Negative water vapor concentrations in spectral models result from spectral
approximation in the horizontal, and centred-difference advection in the vertical.
Investigations in the horizontal domain reveal a mismatch between the features
of the water vapor mixing ratio variable and the features of the approximating
functions: namely, surface water vapor mixing ratio varies from about 20 g/kg
at the Equator to about 0.01 g/kg at the poles, but the spherical harmonic
functions of the spectral approximation fit the field in a least-squares sense.
Overshoots and undershoots are produced in the approximation to the field and
undershoots lead to negatives where the field is close to zero, i.e. over extensive
areas of the polar regions.
Investigations in the vertical domain reveal that centred-differencing
overestimates moisture advection where the water vapor mixing ratio gradients
are strongly negative, and this leads to negative water vapor concentrations,
particularly in the tropics in the region below the hygropause.
A review of various numerical options for improving water vapor simulation
reveals the advantages of flux-limited advection in a finite-difference framework,
and the advantages of choosing relative humidity as the prognostic moisture
variable in a spectral framework.

[Labeled-object pointing items]
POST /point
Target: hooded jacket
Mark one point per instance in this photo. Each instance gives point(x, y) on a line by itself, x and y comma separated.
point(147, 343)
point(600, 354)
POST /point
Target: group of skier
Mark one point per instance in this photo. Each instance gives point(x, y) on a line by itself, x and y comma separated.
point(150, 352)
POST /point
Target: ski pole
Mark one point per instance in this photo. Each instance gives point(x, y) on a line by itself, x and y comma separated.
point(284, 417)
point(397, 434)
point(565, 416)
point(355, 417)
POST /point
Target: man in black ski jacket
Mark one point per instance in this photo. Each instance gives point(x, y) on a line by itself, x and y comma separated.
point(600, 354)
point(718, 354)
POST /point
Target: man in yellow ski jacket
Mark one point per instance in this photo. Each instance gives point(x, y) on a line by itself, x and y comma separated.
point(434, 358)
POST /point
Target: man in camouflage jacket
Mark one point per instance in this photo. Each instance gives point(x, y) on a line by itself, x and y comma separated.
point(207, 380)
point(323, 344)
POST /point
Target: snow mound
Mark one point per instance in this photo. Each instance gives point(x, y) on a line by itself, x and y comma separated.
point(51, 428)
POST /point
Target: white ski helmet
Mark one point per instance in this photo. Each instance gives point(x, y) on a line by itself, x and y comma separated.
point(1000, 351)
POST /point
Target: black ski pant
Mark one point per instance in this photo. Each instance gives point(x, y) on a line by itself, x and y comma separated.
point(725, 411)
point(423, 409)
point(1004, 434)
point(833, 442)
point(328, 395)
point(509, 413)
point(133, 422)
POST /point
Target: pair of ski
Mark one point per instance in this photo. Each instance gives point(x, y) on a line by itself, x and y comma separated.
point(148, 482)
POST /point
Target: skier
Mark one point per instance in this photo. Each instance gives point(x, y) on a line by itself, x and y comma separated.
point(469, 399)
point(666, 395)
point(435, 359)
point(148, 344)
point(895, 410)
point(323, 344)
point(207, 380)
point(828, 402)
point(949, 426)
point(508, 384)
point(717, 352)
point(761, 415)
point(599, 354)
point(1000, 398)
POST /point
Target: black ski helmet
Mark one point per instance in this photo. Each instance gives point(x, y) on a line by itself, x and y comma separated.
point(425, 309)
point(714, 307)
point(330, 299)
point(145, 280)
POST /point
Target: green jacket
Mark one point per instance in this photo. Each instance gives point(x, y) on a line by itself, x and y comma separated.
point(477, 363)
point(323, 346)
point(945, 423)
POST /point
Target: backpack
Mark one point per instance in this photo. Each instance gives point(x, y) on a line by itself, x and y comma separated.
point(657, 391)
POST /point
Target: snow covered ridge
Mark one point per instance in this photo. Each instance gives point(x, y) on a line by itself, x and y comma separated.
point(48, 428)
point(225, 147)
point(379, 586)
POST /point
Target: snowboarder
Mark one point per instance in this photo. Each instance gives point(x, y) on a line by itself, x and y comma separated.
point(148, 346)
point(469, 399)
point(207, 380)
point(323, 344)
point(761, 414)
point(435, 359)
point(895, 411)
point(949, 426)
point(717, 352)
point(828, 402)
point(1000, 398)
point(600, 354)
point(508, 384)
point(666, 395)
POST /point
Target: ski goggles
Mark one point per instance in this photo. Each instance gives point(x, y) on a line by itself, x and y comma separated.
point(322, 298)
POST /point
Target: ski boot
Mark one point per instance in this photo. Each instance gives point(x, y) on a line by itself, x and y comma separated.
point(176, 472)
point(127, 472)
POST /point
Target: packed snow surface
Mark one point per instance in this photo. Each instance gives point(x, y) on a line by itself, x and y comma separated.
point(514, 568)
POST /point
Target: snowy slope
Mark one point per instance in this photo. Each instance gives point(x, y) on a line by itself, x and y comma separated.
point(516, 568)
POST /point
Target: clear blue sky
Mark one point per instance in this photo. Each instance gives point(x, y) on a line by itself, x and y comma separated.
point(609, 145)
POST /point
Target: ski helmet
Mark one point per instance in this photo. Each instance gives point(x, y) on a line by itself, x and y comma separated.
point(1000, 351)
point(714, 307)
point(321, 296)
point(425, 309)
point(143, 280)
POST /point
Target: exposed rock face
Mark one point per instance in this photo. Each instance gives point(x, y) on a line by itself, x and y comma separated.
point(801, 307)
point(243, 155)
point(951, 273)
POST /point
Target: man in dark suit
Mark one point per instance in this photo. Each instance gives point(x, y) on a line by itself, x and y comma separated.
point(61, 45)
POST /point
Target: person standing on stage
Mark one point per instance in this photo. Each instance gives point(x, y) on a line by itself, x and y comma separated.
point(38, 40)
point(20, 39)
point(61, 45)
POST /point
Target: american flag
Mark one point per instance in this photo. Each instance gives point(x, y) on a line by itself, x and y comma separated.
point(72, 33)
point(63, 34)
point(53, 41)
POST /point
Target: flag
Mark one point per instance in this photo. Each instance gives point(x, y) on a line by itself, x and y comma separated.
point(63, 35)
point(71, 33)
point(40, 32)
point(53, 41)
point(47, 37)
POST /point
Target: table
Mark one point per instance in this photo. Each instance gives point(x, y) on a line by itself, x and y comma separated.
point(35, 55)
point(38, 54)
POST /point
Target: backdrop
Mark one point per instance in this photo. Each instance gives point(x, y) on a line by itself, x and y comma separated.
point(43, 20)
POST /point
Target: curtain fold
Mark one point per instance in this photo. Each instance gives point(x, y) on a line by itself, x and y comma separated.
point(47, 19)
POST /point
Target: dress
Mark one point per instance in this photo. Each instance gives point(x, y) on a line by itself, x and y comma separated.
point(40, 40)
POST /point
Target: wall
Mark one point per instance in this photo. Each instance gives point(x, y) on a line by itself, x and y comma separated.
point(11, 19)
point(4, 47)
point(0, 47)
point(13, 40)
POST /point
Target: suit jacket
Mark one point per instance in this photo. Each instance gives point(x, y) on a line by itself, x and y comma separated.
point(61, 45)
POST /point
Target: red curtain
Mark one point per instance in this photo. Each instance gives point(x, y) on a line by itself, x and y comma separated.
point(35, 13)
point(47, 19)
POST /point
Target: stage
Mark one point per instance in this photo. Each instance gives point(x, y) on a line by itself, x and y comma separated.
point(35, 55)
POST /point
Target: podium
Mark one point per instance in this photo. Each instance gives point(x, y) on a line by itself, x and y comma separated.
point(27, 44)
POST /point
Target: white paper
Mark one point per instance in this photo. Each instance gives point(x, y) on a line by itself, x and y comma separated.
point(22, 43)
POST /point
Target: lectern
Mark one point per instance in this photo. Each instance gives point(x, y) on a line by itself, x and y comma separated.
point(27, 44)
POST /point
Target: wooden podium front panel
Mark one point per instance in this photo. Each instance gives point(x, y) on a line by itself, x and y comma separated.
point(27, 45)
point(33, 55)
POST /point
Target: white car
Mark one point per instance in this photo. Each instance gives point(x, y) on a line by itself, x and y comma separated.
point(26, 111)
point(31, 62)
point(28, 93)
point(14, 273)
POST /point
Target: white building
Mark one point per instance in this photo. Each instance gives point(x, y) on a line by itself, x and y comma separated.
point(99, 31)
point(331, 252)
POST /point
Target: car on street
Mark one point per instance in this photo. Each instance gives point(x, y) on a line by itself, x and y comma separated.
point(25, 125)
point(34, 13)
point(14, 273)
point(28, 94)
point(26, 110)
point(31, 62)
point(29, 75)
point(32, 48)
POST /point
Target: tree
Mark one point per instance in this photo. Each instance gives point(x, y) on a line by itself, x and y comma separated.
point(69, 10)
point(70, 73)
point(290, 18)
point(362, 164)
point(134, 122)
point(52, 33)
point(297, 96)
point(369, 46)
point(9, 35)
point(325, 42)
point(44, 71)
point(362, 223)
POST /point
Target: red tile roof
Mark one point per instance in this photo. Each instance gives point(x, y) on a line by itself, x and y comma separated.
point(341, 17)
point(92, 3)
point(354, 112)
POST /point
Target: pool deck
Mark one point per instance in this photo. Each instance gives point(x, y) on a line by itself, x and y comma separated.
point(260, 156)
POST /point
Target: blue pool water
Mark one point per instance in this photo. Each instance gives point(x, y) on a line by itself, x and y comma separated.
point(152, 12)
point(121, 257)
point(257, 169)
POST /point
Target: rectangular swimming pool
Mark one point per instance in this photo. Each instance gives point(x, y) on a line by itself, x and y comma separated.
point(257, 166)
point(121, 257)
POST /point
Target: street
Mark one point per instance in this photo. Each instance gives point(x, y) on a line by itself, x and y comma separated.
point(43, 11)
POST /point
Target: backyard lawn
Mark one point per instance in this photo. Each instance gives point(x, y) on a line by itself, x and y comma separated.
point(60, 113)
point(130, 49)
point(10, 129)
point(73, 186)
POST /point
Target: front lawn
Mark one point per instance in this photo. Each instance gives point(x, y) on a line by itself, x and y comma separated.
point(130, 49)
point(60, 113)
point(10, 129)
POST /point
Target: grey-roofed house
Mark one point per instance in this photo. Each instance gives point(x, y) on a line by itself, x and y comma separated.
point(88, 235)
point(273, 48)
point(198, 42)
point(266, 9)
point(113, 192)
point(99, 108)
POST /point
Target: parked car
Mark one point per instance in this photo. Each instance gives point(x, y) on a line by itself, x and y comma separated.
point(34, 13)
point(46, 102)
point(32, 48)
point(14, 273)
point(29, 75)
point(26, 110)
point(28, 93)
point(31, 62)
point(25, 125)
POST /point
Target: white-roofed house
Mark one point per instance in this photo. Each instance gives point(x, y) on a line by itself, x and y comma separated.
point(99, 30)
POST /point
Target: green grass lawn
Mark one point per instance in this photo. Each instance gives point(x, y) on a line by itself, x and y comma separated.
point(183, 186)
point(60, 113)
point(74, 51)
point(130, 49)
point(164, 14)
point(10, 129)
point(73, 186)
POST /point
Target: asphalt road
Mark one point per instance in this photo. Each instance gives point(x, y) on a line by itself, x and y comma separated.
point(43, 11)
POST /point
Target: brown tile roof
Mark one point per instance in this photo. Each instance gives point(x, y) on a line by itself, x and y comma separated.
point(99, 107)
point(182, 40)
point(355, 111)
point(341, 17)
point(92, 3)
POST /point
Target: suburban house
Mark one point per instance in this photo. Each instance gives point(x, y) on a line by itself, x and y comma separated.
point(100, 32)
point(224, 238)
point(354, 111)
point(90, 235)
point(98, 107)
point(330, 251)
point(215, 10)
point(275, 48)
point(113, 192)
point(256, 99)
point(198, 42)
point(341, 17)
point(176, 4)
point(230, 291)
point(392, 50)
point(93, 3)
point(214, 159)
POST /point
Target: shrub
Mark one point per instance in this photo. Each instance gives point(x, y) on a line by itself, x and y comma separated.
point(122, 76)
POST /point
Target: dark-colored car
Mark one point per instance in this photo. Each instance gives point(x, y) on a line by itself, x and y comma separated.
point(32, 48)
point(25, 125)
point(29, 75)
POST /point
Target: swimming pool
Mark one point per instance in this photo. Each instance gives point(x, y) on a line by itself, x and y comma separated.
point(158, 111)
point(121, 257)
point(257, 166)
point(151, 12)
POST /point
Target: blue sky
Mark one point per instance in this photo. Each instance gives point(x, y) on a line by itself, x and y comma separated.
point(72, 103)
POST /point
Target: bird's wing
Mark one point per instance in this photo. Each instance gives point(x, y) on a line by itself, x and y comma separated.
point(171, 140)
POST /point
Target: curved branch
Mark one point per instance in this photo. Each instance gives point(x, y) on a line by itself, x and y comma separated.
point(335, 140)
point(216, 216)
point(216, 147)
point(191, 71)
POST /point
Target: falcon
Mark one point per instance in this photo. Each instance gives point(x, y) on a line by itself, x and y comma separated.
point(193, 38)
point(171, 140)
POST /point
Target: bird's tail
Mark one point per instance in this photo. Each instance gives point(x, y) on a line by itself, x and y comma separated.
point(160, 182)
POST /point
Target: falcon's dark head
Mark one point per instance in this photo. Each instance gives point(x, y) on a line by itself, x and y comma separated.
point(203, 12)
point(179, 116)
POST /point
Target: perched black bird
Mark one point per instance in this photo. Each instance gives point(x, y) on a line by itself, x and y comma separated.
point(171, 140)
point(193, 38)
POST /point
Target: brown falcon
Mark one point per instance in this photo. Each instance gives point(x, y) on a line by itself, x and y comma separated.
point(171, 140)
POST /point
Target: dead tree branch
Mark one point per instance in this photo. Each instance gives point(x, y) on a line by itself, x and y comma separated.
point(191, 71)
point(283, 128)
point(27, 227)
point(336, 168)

Exercise objective — Decide whether each statement agrees with the text on negative water vapor in spectral models, answering yes or no and quoting the text's deciding words. 1. Surface water vapor mixing ratio is about 20 g/kg at the poles. 2. Centered differencing overestimates moisture advection where water vapor mixing ratio gradients are strongly negative. 3. The review favors relative humidity as the prognostic moisture variable in a finite-difference framework.

Output —
1. No: "surface water vapor mixing ratio varies from about 20 g/kg at the Equator to about 0.01 g/kg at the poles"
2. Yes: "centred-differencing overestimates moisture advection where the water vapor mixing ratio gradients are strongly negative"
3. No: "the advantages of choosing relative humidity as the prognostic moisture variable in a spectral framework"